→ The task:
Exactly the lines from the one containing "Annotate the snow" to the last line of the records, inclusive, are to be transcribed; include no others.

→ Excerpted data:
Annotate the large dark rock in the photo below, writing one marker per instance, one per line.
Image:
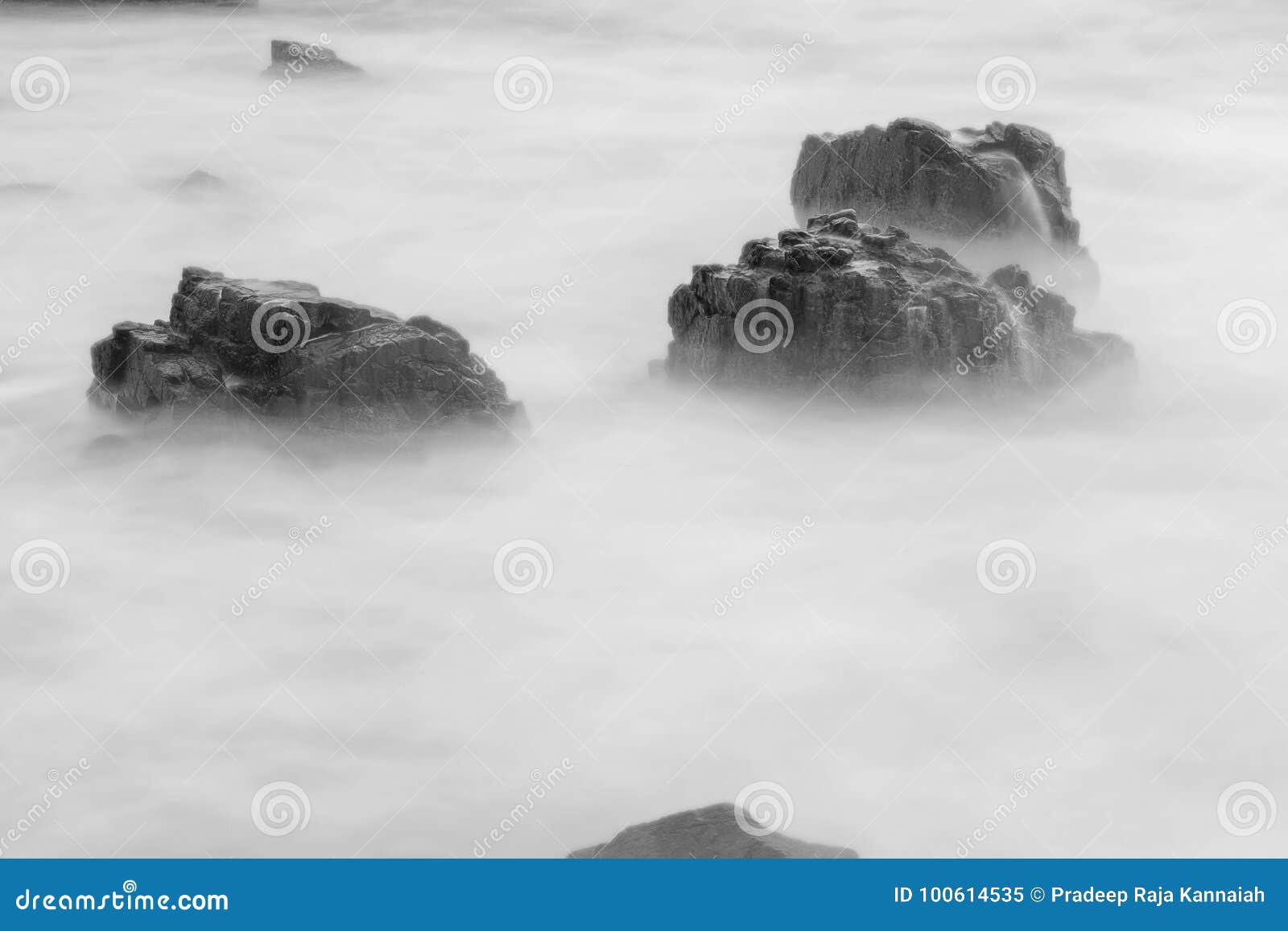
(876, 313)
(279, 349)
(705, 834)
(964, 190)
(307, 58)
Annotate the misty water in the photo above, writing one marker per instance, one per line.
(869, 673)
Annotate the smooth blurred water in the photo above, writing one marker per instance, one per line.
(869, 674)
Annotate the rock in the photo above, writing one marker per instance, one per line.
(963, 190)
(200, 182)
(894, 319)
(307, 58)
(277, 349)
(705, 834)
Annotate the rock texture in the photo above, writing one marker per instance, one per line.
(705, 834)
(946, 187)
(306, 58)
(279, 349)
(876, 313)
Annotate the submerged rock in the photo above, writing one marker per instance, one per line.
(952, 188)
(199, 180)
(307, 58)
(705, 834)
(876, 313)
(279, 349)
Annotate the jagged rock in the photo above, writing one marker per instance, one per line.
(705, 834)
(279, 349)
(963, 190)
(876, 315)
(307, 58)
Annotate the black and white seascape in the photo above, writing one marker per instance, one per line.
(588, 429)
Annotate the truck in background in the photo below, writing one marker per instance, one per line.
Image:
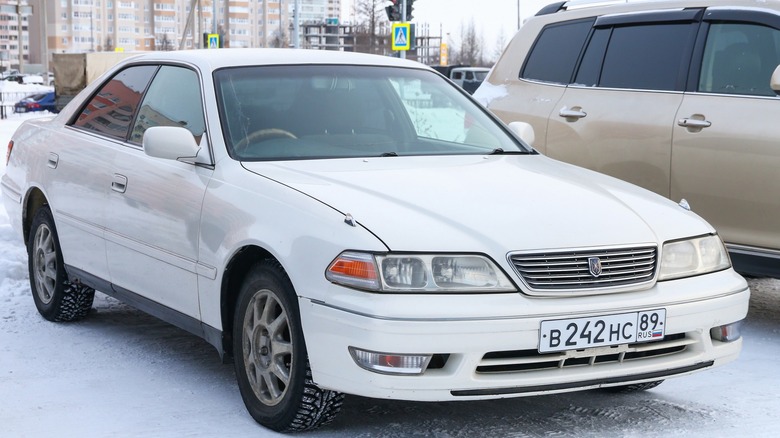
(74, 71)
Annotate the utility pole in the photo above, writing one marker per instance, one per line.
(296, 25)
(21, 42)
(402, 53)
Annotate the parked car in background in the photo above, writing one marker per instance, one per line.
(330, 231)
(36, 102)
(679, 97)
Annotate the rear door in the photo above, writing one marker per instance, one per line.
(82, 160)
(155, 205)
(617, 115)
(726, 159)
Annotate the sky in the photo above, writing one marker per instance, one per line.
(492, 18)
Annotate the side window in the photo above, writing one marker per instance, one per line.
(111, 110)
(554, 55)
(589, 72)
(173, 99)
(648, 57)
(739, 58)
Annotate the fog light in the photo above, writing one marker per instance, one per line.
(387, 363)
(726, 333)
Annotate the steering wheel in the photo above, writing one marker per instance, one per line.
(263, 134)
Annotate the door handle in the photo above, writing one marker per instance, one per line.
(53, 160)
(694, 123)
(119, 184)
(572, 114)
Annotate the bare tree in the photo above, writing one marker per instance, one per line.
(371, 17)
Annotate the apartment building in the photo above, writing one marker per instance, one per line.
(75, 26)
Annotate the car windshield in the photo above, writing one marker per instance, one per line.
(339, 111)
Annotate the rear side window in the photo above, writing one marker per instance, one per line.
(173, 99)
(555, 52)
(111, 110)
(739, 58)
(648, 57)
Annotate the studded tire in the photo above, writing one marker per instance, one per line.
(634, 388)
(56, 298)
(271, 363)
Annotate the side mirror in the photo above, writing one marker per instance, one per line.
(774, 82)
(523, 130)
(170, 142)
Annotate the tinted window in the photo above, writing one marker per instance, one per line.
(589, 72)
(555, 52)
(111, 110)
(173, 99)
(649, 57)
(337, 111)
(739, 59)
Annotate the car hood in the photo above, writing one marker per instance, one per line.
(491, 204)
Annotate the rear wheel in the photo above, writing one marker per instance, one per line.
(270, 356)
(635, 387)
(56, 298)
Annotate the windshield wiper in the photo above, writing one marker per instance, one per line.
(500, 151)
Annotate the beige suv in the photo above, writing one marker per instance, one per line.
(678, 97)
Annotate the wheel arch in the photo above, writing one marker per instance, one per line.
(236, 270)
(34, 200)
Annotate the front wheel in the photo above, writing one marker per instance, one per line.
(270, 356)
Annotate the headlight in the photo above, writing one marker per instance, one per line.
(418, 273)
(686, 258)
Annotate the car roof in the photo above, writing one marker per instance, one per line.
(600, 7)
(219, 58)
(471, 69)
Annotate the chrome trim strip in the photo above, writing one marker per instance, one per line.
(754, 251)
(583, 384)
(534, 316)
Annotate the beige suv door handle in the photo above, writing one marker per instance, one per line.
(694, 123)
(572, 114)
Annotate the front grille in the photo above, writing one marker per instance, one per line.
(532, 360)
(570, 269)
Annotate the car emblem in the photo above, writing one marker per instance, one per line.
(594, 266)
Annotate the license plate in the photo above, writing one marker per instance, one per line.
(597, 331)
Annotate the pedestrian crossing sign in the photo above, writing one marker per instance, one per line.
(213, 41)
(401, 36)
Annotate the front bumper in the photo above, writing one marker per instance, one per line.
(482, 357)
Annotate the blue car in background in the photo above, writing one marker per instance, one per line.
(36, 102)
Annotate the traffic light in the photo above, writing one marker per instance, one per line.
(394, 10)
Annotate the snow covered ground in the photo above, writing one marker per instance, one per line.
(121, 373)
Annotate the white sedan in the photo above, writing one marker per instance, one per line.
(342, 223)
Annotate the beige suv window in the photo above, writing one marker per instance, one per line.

→ Response below:
Annotate the snow covered ground in the photo above, writing one marker per instance, one per line.
(121, 373)
Annotate the white sedan in the photo above, writing one marker per instance, one per line.
(342, 223)
Annotate the beige suv window in the photo above, writing one marker per instance, one per line.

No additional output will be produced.